▶ _SELECTED PASSAGE_
*** Begin section ***

The investigation into Henson is continuing and he had not yet been charged with anything Thursday.

DeLeonardo said in an interview that investigators verified information through tools including scene reconstruction and interviews with civilian and police witnesses. The Westminster Police Department does not use body cameras.

In a news release, the State’s Attorney’s Office shared findings from the investigation. Officers were dispatched to the area of the Green Street Bridge on Friday after the Westminster Police Department received a citizen complaint that a man was carrying a rifle. Officers arriving on scene saw a man, later identified as Henson, walk up a hill from the railroad tracks to the grassy field behind 6 Green Street while carrying what appeared to be a black rifle.

Henson was carrying the rifle pointed up at first and ordered him to put the weapon down several times while trying to de-escalate the situation. Henson refused, according to the statement, and said “I don’t have to put the gun down."

*** End section ***

Images for object localization
*** Begin section ***

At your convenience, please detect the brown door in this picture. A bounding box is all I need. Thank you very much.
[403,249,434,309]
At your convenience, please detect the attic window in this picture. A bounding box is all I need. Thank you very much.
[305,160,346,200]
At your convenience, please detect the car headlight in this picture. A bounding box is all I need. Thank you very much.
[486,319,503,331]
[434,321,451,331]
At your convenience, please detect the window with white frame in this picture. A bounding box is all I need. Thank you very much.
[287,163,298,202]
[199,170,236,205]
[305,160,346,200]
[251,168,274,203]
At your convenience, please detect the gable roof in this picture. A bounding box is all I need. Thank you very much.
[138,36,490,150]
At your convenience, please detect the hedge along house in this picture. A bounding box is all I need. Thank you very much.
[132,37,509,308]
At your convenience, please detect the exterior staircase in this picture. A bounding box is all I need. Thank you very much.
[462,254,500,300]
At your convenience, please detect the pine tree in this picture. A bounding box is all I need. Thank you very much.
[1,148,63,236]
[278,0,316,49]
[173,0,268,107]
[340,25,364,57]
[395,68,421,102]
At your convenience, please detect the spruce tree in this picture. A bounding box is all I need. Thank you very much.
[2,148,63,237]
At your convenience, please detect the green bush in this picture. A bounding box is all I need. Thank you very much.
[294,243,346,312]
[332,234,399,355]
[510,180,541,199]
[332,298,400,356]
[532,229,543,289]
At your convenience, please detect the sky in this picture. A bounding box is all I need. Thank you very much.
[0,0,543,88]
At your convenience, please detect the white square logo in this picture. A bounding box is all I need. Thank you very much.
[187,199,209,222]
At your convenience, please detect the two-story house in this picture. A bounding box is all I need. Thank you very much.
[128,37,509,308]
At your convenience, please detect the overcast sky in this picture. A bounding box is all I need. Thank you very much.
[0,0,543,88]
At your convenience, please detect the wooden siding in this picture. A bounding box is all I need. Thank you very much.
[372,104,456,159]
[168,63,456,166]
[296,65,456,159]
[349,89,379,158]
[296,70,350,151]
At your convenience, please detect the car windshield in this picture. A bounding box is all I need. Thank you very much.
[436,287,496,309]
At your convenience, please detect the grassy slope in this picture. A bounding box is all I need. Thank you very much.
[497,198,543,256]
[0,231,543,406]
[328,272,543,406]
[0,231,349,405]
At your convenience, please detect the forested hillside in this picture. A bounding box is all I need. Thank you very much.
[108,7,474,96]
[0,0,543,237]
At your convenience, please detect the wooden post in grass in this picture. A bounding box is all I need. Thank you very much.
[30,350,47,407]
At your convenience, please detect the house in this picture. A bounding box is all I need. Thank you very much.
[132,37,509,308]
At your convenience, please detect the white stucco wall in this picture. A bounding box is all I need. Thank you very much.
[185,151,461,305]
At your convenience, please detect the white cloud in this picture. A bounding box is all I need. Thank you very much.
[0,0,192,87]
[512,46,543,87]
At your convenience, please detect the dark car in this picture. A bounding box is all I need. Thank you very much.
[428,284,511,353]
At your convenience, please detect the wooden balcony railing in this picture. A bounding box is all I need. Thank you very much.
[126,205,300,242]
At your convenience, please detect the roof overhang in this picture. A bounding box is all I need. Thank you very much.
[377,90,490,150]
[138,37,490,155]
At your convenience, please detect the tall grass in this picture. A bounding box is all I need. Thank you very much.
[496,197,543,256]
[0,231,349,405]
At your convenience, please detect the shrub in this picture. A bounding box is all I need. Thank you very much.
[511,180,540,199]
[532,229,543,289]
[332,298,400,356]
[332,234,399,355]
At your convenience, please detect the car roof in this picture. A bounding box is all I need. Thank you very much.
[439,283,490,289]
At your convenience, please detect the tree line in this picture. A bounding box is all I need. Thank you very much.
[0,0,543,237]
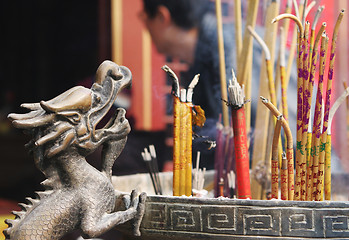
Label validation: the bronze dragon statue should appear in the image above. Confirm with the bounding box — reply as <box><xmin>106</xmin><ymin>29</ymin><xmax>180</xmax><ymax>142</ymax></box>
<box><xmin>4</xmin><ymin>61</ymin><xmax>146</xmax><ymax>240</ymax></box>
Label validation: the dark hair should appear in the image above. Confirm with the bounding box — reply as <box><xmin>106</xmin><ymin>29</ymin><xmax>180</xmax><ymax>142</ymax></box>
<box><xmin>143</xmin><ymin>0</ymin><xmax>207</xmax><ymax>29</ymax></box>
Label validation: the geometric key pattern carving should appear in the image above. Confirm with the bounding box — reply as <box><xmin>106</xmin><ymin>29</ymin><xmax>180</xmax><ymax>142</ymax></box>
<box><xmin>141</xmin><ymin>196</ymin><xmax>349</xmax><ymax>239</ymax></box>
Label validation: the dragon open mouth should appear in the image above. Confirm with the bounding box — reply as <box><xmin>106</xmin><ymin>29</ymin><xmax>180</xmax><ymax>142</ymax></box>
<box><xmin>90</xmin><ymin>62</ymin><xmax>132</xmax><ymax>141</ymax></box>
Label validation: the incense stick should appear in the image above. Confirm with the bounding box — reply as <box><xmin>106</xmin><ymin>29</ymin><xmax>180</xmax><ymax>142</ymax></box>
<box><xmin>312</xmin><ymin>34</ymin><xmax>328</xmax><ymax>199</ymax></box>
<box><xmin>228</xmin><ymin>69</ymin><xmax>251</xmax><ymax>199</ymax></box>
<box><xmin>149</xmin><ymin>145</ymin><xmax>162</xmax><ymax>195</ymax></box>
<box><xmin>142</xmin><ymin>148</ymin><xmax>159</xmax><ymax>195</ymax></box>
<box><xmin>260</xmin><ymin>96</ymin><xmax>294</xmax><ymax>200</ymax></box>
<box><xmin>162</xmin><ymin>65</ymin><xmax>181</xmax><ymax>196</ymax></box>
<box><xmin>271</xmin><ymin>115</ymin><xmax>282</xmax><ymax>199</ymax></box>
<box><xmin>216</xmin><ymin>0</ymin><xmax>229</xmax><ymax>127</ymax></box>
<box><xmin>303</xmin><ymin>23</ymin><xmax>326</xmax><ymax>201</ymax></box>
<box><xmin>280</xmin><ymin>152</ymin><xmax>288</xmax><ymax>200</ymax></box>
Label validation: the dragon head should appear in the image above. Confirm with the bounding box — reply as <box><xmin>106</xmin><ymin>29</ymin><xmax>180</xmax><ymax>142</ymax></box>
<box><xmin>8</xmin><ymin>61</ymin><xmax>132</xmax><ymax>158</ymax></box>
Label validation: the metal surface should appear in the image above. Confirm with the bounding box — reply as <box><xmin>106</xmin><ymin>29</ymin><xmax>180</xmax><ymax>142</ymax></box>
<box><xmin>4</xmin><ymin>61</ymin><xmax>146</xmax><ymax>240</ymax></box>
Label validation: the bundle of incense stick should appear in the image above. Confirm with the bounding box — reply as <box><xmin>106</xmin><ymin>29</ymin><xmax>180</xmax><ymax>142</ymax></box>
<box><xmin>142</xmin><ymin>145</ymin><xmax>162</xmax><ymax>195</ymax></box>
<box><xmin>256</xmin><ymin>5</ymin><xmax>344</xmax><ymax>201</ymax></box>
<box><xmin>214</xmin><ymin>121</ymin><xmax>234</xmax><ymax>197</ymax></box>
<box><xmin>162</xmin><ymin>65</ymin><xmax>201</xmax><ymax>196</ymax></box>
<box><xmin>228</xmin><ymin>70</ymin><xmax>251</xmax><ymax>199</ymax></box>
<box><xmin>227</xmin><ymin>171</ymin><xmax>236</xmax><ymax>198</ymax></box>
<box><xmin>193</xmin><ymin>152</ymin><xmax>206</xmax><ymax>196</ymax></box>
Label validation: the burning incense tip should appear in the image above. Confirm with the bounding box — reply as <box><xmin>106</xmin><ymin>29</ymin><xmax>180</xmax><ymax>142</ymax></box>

*** End section ***

▶ _QUESTIONS_
1) In the news excerpt, what led officers to be sent to the area of the Green Street Bridge?
2) List the tools that the news excerpt says investigators used to verify information.
The data has nothing to do with the news excerpt.

▶ _WRITTEN ANSWERS_
1) A citizen complaint that a man was carrying a rifle.

2)
- Scene reconstruction
- Interviews with civilian witnesses
- Interviews with police witnesses